# REQUEST:
Throughout the data below, swap every occurrence of "Segment" for "Outline" and leave everything else unchanged.

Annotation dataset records
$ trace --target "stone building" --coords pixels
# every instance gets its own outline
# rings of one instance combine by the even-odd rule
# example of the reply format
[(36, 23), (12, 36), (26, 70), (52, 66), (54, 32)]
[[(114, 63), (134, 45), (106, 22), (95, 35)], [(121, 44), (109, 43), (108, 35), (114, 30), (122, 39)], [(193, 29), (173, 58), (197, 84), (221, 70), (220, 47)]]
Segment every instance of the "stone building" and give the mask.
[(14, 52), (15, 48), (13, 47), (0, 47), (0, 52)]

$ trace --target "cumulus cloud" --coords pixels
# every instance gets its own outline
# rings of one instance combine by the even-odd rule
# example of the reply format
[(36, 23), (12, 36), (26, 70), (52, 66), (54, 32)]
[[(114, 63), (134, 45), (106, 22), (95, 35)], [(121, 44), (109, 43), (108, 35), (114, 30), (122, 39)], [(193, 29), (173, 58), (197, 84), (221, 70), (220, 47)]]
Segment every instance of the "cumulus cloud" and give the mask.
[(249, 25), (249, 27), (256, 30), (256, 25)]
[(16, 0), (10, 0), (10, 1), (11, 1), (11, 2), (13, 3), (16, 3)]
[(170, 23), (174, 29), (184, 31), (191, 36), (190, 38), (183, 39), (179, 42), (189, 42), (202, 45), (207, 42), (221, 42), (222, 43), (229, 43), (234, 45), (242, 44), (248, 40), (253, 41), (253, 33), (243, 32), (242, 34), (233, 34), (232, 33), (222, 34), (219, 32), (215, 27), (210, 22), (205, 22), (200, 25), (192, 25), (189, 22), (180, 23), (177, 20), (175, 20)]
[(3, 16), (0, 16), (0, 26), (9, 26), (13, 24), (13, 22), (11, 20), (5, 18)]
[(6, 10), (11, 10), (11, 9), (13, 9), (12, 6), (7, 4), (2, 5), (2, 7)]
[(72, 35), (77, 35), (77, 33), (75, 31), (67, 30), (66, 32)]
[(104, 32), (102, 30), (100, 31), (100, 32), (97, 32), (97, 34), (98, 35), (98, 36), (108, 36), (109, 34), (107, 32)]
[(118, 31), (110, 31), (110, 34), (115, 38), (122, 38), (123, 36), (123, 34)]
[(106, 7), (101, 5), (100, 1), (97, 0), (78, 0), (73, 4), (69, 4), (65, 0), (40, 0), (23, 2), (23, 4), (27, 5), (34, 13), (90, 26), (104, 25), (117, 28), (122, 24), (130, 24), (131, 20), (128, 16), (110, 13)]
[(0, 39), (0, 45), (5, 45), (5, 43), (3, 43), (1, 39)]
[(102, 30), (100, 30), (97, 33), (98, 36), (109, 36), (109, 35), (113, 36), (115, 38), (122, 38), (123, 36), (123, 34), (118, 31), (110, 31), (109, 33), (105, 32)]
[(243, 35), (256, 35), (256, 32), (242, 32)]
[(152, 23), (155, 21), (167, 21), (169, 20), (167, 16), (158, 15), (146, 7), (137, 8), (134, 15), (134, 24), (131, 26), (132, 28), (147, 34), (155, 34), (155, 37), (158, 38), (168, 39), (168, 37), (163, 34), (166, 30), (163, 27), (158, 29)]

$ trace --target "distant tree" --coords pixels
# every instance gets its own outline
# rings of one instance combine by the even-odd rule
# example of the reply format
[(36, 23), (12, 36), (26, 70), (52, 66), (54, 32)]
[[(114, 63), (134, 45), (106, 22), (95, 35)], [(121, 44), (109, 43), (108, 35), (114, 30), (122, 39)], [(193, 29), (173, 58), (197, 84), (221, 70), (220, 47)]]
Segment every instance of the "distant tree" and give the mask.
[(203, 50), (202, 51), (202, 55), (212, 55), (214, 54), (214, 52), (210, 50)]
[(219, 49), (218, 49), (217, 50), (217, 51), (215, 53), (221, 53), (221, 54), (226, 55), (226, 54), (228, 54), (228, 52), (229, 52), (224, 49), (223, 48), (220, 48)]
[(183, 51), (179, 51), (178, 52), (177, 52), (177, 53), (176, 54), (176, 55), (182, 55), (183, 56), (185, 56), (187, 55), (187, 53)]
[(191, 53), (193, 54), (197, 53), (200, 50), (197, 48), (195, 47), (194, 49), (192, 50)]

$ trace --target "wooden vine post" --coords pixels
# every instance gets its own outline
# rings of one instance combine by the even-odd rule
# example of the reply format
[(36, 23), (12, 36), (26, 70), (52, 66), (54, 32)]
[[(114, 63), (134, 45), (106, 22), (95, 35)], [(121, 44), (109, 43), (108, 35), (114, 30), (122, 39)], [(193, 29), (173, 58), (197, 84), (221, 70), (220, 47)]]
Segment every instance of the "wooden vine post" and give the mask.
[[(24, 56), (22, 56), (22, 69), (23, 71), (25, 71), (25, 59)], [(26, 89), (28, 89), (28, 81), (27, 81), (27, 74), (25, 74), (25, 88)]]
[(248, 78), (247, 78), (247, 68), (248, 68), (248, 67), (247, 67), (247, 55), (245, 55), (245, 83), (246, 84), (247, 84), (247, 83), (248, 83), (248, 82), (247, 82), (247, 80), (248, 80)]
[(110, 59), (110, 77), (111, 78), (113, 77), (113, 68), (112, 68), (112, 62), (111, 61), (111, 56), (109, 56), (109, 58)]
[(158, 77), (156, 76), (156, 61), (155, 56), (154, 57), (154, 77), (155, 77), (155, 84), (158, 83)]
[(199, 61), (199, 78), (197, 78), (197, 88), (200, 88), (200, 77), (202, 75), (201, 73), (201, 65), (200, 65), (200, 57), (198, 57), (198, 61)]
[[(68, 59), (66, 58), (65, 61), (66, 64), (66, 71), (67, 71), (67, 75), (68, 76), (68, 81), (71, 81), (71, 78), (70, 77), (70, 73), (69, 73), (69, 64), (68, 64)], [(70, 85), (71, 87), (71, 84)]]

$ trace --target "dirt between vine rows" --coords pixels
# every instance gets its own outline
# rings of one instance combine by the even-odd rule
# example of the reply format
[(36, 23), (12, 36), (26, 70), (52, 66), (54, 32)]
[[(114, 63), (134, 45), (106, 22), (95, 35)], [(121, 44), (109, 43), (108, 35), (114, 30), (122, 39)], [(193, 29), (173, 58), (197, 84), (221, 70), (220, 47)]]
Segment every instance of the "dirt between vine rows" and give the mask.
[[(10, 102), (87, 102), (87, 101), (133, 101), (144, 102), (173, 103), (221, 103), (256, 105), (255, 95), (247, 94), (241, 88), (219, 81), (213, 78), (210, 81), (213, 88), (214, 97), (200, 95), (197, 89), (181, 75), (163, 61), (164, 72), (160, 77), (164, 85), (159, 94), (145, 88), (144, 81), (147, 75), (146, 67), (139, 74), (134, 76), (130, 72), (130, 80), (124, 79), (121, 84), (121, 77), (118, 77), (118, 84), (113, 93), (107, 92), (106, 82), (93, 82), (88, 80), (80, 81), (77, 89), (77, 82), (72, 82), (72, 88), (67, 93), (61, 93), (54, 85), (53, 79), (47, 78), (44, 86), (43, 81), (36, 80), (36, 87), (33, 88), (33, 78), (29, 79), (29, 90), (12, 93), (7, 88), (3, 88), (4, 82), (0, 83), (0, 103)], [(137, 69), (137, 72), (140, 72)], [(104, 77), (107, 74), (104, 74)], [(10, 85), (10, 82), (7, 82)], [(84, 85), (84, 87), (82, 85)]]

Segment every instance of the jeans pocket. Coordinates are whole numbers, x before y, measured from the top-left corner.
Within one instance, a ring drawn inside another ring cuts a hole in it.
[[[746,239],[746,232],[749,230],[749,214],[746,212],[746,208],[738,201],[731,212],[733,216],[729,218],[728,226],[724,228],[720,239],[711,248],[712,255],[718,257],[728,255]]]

# COMPLETED EXERCISE:
$ trace --target "stone building" --coords pixels
# every instance gets its own outline
# rings of one instance combine by the even-odd rule
# example of the reply format
[(36, 23), (12, 36), (26, 70), (52, 66), (54, 32)]
[[(114, 63), (134, 45), (106, 22), (95, 35)], [(121, 44), (109, 43), (108, 35), (114, 30), (122, 39)], [(193, 29), (173, 58), (197, 84), (221, 70), (220, 47)]]
Outline every instance of the "stone building" and give the mask.
[(14, 52), (15, 48), (13, 47), (0, 47), (0, 52)]

$ trace --target "cumulus cloud" --coords pixels
# every instance gets its own outline
# rings of one instance combine by the even-odd rule
# example of the reply format
[(36, 23), (12, 36), (26, 70), (52, 66), (54, 32)]
[[(114, 63), (134, 45), (106, 22), (95, 35)], [(121, 44), (109, 43), (108, 35), (114, 30), (122, 39)], [(193, 29), (173, 58), (197, 84), (221, 70), (220, 47)]]
Outline every instance of the "cumulus cloud" and give the mask.
[(249, 25), (249, 27), (256, 30), (256, 25)]
[(16, 0), (10, 0), (10, 1), (11, 1), (11, 2), (13, 3), (16, 3)]
[(170, 23), (174, 29), (184, 31), (191, 36), (190, 38), (183, 39), (179, 42), (189, 42), (202, 45), (207, 42), (221, 42), (222, 43), (229, 43), (234, 45), (242, 44), (248, 40), (253, 41), (253, 33), (243, 32), (242, 34), (233, 34), (232, 33), (222, 34), (219, 32), (215, 27), (210, 22), (205, 22), (200, 25), (192, 25), (189, 22), (180, 23), (177, 20), (175, 20)]
[(3, 16), (0, 16), (0, 26), (9, 26), (13, 24), (13, 22), (11, 20), (5, 18)]
[(6, 10), (11, 10), (11, 9), (13, 9), (12, 6), (7, 4), (2, 5), (2, 7)]
[(72, 35), (77, 35), (77, 33), (75, 31), (67, 30), (66, 32)]
[(104, 32), (102, 30), (100, 31), (100, 32), (97, 32), (97, 34), (98, 35), (98, 36), (108, 36), (109, 34), (107, 32)]
[(118, 31), (110, 31), (110, 34), (115, 38), (122, 38), (123, 36), (123, 34)]
[(106, 7), (101, 5), (100, 1), (97, 0), (78, 0), (73, 4), (69, 4), (65, 0), (40, 0), (23, 2), (23, 4), (27, 5), (34, 13), (90, 26), (104, 25), (117, 28), (122, 24), (130, 24), (131, 20), (128, 16), (110, 13)]
[(0, 39), (0, 45), (5, 45), (5, 43), (3, 43), (1, 39)]
[(102, 30), (100, 30), (97, 33), (98, 36), (109, 36), (109, 35), (113, 36), (115, 38), (122, 38), (123, 36), (123, 34), (118, 31), (110, 31), (109, 33), (105, 32)]
[(243, 35), (256, 35), (256, 32), (242, 32)]
[(152, 23), (155, 21), (167, 21), (169, 20), (167, 16), (158, 15), (146, 7), (137, 8), (134, 15), (134, 24), (131, 26), (132, 28), (147, 34), (155, 34), (155, 37), (158, 38), (168, 39), (168, 37), (163, 34), (166, 30), (163, 27), (158, 29)]

$ trace --target "distant tree" --coords pixels
# every instance gets its own outline
# rings of one instance combine by the even-odd rule
# example of the reply format
[(36, 23), (12, 36), (26, 70), (52, 66), (54, 32)]
[[(114, 63), (134, 45), (106, 22), (95, 35)], [(121, 44), (109, 43), (108, 35), (114, 30), (122, 39)], [(193, 29), (173, 58), (197, 84), (221, 70), (220, 47)]]
Outline every instance of the "distant tree" and give the mask.
[(203, 50), (202, 51), (202, 55), (212, 55), (214, 54), (214, 52), (210, 50)]
[(219, 49), (218, 49), (217, 50), (217, 51), (215, 53), (221, 53), (221, 54), (226, 55), (226, 54), (228, 54), (228, 52), (229, 52), (224, 49), (223, 48), (220, 48)]
[(183, 51), (179, 51), (178, 52), (177, 52), (177, 53), (176, 54), (176, 55), (182, 55), (183, 56), (185, 56), (187, 55), (187, 53)]
[(191, 53), (193, 54), (197, 53), (200, 50), (197, 48), (195, 47), (194, 49), (192, 50)]

$ trace --target "wooden vine post" --coords pixels
# every instance gets its own outline
# rings of one instance combine by the even-odd rule
# example of the reply format
[(36, 23), (12, 36), (26, 70), (52, 66), (54, 32)]
[[(114, 63), (134, 45), (106, 22), (95, 35)], [(121, 44), (109, 43), (108, 35), (114, 30), (122, 39)], [(193, 29), (173, 58), (197, 84), (221, 70), (220, 47)]]
Outline every instance of the "wooden vine post" and give the mask.
[[(24, 56), (22, 56), (22, 69), (23, 71), (25, 71), (25, 59)], [(26, 89), (28, 89), (28, 81), (27, 81), (27, 74), (25, 74), (25, 88)]]
[(248, 78), (247, 78), (247, 68), (248, 68), (248, 67), (247, 67), (247, 55), (245, 55), (245, 83), (246, 84), (247, 84), (247, 83), (248, 83), (248, 82), (247, 82), (247, 80), (248, 80)]
[(110, 59), (110, 77), (111, 78), (113, 77), (113, 68), (112, 68), (112, 62), (111, 61), (111, 56), (109, 56), (109, 58)]
[(158, 77), (156, 76), (156, 61), (155, 56), (154, 57), (154, 77), (155, 77), (155, 84), (158, 83)]
[(199, 61), (199, 78), (197, 78), (197, 88), (200, 88), (200, 77), (202, 75), (201, 73), (201, 65), (200, 65), (200, 57), (198, 57), (198, 61)]
[[(68, 59), (66, 58), (65, 61), (66, 64), (66, 71), (67, 71), (67, 75), (68, 76), (68, 81), (71, 81), (71, 78), (70, 77), (70, 73), (69, 73), (69, 64), (68, 64)], [(70, 85), (71, 87), (71, 84)]]

$ trace --target "dirt between vine rows" --coords pixels
# every instance gets its own outline
# rings of one instance combine by the even-odd rule
# example of the reply format
[(36, 23), (12, 36), (26, 70), (52, 66), (54, 32)]
[[(114, 63), (134, 45), (106, 22), (95, 35)], [(121, 44), (109, 43), (108, 35), (114, 30), (122, 39)], [(193, 29), (173, 58), (197, 84), (221, 70), (220, 47)]]
Outline every instance of the "dirt between vine rows" and give the mask.
[[(10, 102), (87, 102), (87, 101), (133, 101), (144, 102), (173, 103), (221, 103), (256, 105), (255, 95), (247, 94), (241, 88), (219, 81), (213, 78), (210, 81), (213, 88), (214, 97), (200, 95), (197, 89), (181, 75), (163, 61), (164, 72), (160, 77), (164, 85), (159, 94), (145, 88), (144, 81), (147, 75), (146, 67), (139, 74), (134, 76), (130, 72), (130, 80), (124, 79), (121, 84), (121, 77), (118, 77), (118, 84), (113, 93), (107, 92), (106, 82), (93, 82), (88, 80), (80, 81), (77, 89), (77, 82), (72, 82), (72, 88), (67, 93), (61, 93), (54, 85), (53, 79), (47, 78), (44, 86), (43, 81), (36, 80), (36, 87), (33, 88), (33, 78), (29, 79), (29, 90), (12, 93), (7, 88), (3, 88), (4, 82), (0, 83), (0, 103)], [(137, 69), (137, 72), (140, 72)], [(104, 77), (107, 74), (104, 74)], [(10, 85), (10, 82), (7, 82)], [(84, 85), (84, 87), (82, 85)]]

Outline every instance of the jeans pocket. Coordinates are whole numbers, x before y, measured from the top-left corner.
Within one instance, a ring drawn inside another ring cuts a hole in it.
[[[746,239],[746,232],[749,230],[749,214],[746,212],[746,208],[738,201],[731,212],[733,216],[729,218],[728,226],[724,228],[720,239],[711,248],[712,255],[718,257],[728,255]]]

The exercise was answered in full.